[ABOUT THIS TASK] Which lines in the material below contain the word "wooden"? Copy each of them.

[EXCERPTED DATA]
== Segment start ==
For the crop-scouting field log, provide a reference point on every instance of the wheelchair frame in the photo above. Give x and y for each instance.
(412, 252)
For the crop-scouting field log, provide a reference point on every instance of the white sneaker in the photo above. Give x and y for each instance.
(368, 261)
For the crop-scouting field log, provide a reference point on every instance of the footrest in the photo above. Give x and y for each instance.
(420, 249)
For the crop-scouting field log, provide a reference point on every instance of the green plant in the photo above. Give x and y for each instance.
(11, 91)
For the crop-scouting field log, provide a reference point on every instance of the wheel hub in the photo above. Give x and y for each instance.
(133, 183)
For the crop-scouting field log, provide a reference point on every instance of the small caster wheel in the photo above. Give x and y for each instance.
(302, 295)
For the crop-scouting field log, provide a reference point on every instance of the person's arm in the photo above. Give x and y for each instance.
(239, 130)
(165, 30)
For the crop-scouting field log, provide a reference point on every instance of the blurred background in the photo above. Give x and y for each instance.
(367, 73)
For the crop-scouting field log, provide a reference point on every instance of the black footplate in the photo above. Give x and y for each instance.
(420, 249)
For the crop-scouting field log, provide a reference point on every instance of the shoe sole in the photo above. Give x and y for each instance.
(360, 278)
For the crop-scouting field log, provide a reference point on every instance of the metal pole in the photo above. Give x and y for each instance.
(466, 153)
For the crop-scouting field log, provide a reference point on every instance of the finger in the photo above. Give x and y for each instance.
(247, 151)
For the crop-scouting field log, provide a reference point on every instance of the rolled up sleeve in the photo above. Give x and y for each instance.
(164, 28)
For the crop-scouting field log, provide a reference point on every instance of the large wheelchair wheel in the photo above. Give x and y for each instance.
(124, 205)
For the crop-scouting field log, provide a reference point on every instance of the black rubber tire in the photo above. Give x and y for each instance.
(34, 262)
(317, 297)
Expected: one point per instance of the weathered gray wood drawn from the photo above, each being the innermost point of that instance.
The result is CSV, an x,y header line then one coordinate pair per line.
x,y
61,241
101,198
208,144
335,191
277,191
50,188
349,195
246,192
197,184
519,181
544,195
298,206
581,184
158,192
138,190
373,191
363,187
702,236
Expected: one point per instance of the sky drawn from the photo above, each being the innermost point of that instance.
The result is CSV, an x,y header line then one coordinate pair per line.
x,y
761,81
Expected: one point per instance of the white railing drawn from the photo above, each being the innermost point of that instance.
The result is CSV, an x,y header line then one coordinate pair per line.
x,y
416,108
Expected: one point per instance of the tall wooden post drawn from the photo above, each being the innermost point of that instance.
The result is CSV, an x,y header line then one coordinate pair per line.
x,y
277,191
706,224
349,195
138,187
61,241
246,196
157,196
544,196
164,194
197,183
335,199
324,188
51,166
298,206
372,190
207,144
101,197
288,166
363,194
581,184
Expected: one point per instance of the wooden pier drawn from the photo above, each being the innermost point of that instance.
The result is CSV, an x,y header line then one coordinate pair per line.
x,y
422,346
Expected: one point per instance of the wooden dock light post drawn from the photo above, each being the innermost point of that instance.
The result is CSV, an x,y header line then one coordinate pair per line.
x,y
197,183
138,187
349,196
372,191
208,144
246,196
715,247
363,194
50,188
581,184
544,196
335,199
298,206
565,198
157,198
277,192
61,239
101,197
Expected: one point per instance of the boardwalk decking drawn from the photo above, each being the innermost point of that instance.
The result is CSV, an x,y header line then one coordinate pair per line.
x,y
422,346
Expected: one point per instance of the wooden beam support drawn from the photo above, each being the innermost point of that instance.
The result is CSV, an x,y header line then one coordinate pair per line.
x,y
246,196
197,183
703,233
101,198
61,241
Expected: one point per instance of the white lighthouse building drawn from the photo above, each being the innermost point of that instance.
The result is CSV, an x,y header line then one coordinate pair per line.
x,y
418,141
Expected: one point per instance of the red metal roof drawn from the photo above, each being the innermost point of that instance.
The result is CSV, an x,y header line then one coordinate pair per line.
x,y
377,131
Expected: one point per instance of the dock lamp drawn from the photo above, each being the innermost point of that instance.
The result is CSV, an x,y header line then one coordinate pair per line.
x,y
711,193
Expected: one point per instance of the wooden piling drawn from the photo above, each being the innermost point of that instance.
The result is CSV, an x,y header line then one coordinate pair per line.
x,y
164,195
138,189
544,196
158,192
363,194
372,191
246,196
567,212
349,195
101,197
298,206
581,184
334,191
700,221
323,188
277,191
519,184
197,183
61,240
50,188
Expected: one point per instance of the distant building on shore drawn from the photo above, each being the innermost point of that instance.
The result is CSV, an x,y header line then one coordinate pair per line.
== Segment end ==
[EXERCISE SOLUTION]
Expected: one point per instance of the tall wooden post drawn from the photo above, each being the innermost point of that instance.
Expected: one point per instance of the wooden pier drawn from the photo above, each being the innermost point of that instance.
Expected: one point per instance of the wooden dock light post drawn from the photo above, each being the innermost point of that instance.
Expected: one point per instance of the wooden beam support drawn from the photo above, each being the innermost point of that instance.
Expected: one point per instance of the wooden piling drawn from the photo above, each being the innermost point of that instance.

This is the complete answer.